Carry on the article about decoding the fruit fly genome, starting right after its final sentence. It comes before the entries.

* **Supplied passage**
■ ■ ■ ■ ■

When it comes to whole genomes, the bigger they are, the easier they seem to fall.
Scientists announced the completion of the largest genome yet decoded, that of the fruit fly Drosophila melanogaster, last week at the annual meeting of the American Association for the Advancement of Science in Washington, D.C.
Using a controversial approach called shotgun sequencing, a team at Celera Genomics in Rockville, Md., and several academic institutions decoded 97 percent of the 120 million bases that make up the protein-coding portion of the fruit fly genome. The scientists don’t yet have the technology to tackle an additional 60-million-base section of the fruit fly genome that they say contains very few genes.
Many genome researchers have criticized Celera for using the shotgun sequencing method, but the technique has succeeded beyond even the most optimistic predictions, says Gerald Rubin, a geneticist who heads a fruit fly research project at the University of California, Berkeley.
Shotgun sequencing resembles doing a jigsaw puzzle. The researchers randomly cut the Drosophila genome into small pieces. They then determined the nucleotide sequence of each short segment of DNA—a process that took only 4 months in what Celera calls its “sequencing factory”—and used a computer to detect overlaps and thereby determine the order of the segments.
Other researchers had predicted that the many repeated DNA sequences in the fruit fly genome would make it impossible to determine unambiguously the segments’ correct order. Repetitive DNA sequences are the source of many gaps in the sequences of other organisms, including the worm Caenorhabditis elegans (SN: 12/12/98, p. 372: http://www.sciencenews.org/sn_arc98/12_12_98/Fob1.htm).

■ ■ ■ ■ ■

Stored data entries:
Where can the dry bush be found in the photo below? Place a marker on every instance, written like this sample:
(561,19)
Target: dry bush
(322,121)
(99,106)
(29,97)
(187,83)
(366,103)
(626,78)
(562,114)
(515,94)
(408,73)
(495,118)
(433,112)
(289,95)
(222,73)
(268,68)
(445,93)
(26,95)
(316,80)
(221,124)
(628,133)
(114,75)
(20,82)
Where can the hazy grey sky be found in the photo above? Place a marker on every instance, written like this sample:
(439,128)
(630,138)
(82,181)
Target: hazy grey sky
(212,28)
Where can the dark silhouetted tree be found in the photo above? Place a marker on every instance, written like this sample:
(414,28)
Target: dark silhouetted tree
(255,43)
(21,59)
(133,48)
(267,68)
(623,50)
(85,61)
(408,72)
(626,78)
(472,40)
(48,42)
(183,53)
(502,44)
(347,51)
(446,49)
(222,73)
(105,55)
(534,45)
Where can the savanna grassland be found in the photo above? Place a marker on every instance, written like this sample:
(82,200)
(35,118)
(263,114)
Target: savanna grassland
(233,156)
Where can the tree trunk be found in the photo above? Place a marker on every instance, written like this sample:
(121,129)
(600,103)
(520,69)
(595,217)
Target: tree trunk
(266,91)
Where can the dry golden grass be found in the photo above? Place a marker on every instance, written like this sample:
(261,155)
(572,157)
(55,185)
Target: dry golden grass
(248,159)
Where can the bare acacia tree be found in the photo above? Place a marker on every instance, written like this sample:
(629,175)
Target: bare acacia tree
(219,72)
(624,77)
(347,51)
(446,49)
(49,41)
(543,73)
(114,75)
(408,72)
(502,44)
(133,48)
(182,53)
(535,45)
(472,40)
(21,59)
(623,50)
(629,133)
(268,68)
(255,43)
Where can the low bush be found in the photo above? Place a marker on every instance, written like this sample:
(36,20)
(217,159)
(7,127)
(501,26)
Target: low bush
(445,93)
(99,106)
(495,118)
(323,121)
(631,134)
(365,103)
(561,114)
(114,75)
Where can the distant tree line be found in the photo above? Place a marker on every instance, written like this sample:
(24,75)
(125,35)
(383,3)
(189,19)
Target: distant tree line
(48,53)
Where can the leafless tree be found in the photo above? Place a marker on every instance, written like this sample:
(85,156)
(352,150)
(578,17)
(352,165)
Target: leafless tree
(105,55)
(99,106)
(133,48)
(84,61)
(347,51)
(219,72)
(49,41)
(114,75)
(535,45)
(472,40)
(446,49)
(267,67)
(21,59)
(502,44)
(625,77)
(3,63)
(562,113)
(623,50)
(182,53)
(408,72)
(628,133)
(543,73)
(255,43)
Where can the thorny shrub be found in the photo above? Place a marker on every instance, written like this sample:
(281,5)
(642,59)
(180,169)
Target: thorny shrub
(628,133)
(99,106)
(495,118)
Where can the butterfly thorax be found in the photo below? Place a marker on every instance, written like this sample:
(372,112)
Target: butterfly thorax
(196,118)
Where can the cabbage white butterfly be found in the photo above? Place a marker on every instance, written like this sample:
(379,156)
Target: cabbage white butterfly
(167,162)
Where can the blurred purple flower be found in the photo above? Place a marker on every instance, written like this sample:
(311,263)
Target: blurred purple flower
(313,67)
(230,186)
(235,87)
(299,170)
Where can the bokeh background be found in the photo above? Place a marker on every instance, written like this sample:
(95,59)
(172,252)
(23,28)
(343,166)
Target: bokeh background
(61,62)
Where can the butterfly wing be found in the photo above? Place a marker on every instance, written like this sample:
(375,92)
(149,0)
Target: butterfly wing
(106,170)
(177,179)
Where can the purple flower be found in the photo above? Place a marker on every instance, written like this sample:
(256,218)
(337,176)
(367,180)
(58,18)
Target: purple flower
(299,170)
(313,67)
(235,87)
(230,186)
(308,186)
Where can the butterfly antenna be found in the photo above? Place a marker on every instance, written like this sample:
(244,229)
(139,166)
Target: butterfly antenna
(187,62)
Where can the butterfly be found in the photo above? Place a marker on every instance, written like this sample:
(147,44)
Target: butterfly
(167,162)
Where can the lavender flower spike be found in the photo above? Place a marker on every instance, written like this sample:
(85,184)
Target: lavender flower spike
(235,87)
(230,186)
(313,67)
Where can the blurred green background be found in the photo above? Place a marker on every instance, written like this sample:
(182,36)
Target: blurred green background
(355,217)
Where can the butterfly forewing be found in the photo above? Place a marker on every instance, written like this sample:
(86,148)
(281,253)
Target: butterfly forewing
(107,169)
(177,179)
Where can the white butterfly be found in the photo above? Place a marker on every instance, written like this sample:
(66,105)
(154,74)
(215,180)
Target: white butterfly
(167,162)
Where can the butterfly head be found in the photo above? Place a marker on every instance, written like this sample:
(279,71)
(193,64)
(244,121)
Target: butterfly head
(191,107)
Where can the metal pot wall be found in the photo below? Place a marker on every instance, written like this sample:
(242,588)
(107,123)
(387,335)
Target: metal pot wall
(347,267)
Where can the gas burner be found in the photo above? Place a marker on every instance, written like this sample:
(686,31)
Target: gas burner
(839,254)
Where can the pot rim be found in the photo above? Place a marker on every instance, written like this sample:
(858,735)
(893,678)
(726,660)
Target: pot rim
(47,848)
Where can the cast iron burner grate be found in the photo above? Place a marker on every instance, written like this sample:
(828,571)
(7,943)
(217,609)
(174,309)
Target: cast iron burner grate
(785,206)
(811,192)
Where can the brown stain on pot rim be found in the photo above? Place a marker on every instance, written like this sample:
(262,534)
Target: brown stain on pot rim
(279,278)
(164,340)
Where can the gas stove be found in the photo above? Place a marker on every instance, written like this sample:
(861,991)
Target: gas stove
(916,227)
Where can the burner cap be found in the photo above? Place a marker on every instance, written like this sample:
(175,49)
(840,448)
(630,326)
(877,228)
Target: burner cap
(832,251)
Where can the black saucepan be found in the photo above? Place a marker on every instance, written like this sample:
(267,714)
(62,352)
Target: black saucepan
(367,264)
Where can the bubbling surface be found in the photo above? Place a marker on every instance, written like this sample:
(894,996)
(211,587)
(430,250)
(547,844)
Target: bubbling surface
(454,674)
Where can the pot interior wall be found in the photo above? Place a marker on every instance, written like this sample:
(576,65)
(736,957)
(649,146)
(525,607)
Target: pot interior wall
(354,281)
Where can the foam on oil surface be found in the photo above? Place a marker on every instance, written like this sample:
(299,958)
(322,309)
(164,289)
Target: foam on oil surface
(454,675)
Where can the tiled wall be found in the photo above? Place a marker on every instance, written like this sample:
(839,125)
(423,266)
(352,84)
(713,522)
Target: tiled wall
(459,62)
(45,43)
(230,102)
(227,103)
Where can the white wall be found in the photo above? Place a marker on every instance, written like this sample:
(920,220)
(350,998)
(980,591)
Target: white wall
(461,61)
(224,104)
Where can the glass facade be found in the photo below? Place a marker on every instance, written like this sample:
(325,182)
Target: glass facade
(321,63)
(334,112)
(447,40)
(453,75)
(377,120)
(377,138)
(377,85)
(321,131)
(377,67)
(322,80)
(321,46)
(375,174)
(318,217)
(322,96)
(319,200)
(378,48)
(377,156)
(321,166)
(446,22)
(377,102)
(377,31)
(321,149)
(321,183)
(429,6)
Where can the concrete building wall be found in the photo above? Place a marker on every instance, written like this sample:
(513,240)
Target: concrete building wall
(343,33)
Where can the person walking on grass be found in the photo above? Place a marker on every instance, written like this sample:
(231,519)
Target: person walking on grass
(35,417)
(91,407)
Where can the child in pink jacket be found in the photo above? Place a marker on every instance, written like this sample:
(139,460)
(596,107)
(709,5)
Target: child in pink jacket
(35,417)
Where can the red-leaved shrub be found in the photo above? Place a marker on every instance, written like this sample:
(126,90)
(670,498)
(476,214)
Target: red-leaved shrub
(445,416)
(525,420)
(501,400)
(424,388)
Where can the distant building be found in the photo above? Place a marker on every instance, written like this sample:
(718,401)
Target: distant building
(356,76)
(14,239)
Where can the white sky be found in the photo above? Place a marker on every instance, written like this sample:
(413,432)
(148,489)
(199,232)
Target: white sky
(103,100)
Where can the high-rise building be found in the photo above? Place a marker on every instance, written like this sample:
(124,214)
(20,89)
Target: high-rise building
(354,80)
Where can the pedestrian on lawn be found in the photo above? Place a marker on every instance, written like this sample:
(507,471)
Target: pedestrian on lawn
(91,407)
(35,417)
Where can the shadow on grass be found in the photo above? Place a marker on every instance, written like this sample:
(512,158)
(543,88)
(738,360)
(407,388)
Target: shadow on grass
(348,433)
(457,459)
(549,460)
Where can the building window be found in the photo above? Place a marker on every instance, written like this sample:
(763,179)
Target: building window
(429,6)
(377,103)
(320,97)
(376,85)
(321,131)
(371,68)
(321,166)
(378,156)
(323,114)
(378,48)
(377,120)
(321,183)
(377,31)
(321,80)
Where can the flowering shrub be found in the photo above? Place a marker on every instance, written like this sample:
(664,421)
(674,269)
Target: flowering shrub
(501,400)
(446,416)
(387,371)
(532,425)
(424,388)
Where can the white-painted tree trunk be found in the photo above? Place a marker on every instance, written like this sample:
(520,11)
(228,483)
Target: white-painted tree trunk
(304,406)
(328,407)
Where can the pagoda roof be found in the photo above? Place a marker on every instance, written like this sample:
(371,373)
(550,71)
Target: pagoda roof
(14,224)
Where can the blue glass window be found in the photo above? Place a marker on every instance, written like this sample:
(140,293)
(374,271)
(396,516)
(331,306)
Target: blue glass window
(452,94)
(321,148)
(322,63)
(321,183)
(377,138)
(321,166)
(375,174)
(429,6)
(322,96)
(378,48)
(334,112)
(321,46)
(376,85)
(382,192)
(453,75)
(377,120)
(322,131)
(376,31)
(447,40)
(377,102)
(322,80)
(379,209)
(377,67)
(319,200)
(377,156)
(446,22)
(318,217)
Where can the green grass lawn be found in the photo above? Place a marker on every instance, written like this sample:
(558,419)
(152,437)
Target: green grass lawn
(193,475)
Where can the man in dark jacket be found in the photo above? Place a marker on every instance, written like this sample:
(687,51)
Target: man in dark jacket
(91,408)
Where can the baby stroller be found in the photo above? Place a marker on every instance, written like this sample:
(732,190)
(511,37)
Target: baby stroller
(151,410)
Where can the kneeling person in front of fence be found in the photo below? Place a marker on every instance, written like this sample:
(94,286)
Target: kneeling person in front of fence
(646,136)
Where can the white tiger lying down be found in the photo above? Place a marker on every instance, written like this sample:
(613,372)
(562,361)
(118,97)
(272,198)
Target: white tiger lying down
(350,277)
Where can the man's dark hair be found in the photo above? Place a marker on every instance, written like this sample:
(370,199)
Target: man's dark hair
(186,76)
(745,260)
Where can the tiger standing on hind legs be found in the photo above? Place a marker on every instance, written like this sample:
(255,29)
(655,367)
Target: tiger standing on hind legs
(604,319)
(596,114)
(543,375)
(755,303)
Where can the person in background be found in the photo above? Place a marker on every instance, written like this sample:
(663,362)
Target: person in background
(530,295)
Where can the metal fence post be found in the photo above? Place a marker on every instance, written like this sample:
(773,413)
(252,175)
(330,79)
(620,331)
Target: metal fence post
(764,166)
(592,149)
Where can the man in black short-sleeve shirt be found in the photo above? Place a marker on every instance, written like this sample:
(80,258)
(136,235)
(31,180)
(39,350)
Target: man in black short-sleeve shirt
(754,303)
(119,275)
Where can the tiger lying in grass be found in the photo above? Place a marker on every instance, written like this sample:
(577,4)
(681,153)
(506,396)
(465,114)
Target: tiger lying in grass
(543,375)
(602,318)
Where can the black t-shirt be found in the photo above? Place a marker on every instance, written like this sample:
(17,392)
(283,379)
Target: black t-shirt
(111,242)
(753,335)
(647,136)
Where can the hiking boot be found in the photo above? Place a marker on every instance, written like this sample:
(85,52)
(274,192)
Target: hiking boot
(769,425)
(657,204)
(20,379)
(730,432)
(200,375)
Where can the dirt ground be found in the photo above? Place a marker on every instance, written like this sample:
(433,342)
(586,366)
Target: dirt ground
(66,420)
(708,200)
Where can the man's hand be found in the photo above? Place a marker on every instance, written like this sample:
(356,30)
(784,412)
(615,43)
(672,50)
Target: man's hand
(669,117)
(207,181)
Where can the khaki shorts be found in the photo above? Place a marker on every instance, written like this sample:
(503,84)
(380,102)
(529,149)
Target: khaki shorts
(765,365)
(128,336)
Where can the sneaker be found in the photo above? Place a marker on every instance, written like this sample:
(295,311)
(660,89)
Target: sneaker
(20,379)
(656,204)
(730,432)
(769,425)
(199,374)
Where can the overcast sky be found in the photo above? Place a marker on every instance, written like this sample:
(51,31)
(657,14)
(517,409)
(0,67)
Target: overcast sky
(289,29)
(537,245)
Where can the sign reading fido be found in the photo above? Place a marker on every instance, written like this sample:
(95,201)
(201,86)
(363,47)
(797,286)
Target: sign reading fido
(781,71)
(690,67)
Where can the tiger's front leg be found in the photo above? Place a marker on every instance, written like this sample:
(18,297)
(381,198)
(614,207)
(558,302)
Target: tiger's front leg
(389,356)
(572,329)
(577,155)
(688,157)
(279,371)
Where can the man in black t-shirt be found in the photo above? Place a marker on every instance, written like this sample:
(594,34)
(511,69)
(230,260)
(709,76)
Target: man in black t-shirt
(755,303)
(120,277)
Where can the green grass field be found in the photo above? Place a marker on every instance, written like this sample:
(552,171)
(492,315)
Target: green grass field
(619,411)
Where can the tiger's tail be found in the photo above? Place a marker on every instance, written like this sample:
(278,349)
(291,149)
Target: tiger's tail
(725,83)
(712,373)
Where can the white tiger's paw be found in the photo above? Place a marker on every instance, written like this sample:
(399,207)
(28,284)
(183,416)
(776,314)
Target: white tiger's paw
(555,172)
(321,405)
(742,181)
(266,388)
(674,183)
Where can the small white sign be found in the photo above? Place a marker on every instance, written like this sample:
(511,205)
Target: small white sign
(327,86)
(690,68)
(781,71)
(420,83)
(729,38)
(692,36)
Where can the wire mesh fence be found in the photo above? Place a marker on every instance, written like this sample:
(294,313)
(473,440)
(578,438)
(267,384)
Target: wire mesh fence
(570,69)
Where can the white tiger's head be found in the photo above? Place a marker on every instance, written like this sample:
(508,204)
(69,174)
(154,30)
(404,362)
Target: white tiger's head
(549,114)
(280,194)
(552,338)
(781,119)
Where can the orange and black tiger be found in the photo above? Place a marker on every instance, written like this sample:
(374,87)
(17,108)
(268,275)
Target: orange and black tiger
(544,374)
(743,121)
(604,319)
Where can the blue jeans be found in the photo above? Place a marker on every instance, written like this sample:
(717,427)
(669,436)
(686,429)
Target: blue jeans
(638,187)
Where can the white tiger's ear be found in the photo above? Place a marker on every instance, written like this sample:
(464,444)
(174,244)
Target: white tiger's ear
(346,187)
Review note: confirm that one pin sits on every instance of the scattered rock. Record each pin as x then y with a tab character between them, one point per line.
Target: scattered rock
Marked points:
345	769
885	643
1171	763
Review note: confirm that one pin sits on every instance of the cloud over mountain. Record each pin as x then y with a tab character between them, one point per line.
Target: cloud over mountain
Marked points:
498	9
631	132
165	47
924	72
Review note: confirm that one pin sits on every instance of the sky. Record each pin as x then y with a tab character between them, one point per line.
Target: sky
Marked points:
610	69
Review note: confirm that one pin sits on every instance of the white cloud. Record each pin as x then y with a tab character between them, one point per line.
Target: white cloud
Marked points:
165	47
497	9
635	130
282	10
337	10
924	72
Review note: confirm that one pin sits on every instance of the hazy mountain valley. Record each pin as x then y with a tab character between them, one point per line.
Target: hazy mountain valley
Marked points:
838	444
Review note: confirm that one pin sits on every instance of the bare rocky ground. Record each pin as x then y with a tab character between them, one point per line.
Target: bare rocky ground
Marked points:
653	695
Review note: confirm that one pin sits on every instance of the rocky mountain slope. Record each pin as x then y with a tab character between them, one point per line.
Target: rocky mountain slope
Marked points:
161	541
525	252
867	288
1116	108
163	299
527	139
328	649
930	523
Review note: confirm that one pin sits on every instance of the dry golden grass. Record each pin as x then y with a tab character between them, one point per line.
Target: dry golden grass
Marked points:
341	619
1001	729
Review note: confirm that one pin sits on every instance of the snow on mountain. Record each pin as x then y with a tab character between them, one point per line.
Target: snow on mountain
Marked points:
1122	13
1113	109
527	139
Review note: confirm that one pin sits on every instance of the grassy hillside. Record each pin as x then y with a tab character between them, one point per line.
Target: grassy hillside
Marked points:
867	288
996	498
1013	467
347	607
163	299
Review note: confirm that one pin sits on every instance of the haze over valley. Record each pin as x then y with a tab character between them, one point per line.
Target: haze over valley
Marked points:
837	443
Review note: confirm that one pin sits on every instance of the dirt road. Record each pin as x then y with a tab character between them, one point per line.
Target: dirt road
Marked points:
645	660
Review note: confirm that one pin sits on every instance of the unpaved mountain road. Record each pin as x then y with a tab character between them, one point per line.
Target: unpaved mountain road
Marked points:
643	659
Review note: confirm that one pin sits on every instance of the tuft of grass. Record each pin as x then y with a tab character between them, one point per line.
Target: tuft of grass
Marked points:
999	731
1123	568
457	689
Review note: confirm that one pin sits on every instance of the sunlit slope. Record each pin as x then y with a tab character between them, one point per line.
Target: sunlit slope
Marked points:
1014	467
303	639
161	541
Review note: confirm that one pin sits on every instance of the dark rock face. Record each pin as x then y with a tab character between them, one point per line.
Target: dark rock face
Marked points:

■ ■ ■ ■ ■

* **Response to this task**
The Celera team filtered repetitive sequences out of the pool of DNA puzzle pieces before they started putting together the rest of the genome. “If you can just avoid [repetitive sequences] until the very end, you’re home free,” said Celera’s Eugene W. Myers at the meeting.
Although 3 percent of the protein-coding part of the fruit fly genome remains unidentified, the problem isn’t defects in data processing, said Myers. The researchers’ set of small pieces was missing those parts of the genome. The team should fill in the holes in the next year, Myers says. He notes that 1.76 million bases of the C. elegans genome—about 1.8 percent—are still unknown more than a year after its announced completion.
Despite its size, the Drosophila genome took less time to assemble than either the worm or yeast genome. The human genome should be even more straightforward because human DNA repeats are easier to tell apart than the repeated sequences in the fruit fly are, said Myers.
The researchers identified 13,601 genes in the segments they sequenced. About half represent proteins with no known function, says Celera’s Mark Adams. Some of the newly identified genes are of particular interest. The fruit fly version of the cancer gene p53 “popped right out” of the genome, although other methods to find the gene in Drosophila had failed, he noted.